>> Start Stored data
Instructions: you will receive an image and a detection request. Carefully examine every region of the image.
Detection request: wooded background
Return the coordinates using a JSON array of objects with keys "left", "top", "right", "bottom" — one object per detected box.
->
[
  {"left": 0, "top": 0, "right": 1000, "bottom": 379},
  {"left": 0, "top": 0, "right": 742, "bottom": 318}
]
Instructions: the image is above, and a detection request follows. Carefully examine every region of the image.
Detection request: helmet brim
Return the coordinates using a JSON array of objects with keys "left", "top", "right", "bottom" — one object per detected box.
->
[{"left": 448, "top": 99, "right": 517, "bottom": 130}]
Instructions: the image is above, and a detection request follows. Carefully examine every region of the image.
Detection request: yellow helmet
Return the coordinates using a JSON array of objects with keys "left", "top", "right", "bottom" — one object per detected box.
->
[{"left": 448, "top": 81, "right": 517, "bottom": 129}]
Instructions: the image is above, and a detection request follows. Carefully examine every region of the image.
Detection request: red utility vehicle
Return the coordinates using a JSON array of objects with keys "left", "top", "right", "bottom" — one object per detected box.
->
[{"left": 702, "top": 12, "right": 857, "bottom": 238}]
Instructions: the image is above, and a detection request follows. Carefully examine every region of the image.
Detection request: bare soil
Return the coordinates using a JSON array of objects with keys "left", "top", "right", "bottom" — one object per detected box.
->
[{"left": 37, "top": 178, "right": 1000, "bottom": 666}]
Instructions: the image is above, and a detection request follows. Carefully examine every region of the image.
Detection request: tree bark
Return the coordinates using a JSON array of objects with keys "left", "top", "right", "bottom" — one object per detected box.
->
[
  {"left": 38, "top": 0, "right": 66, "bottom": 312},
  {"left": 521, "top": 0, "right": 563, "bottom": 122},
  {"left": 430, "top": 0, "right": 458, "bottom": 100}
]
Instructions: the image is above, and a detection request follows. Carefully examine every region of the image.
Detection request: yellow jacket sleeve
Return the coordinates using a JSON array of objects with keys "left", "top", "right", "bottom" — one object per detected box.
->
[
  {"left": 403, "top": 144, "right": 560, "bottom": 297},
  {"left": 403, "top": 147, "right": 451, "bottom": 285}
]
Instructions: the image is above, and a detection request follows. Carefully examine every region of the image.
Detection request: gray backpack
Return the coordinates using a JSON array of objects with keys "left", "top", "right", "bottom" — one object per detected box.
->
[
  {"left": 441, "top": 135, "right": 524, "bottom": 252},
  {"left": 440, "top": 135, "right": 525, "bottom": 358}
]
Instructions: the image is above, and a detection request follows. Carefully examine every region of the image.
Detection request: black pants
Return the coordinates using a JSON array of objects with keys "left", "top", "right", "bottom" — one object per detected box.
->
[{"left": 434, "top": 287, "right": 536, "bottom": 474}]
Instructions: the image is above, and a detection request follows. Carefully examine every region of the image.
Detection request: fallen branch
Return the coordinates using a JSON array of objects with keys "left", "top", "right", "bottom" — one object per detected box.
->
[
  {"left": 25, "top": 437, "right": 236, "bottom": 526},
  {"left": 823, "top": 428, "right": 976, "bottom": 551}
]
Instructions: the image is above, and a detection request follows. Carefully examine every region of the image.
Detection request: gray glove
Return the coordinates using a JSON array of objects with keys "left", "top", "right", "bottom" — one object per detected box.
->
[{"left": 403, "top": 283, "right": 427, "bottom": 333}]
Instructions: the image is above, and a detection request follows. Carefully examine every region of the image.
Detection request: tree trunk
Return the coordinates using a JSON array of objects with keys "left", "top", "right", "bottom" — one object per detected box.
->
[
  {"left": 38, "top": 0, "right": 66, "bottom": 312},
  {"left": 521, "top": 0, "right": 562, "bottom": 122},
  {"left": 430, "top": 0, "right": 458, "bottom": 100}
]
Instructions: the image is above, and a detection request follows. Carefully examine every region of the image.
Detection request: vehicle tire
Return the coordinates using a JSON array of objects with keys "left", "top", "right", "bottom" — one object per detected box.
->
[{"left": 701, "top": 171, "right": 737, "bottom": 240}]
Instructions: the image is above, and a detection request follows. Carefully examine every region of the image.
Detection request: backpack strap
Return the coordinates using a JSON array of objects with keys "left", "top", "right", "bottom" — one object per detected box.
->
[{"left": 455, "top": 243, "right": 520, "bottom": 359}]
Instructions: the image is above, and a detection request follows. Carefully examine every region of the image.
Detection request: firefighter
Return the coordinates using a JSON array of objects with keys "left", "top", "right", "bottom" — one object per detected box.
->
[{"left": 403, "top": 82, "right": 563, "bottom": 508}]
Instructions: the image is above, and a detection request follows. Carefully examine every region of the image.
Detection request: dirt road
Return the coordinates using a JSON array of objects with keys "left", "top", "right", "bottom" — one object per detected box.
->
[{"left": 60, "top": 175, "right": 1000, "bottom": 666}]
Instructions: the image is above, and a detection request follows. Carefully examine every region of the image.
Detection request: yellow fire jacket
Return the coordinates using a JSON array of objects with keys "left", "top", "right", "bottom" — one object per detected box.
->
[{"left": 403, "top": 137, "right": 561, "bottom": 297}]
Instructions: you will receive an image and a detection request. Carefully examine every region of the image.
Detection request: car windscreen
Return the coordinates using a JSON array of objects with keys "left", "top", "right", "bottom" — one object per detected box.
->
>> End Stored data
→ Exercise instructions: Select each line in the rows above that contains the string "helmet", copying it in full. Matching is case-sensitive.

→ Correct answer:
Detection request: helmet brim
Detection request: yellow helmet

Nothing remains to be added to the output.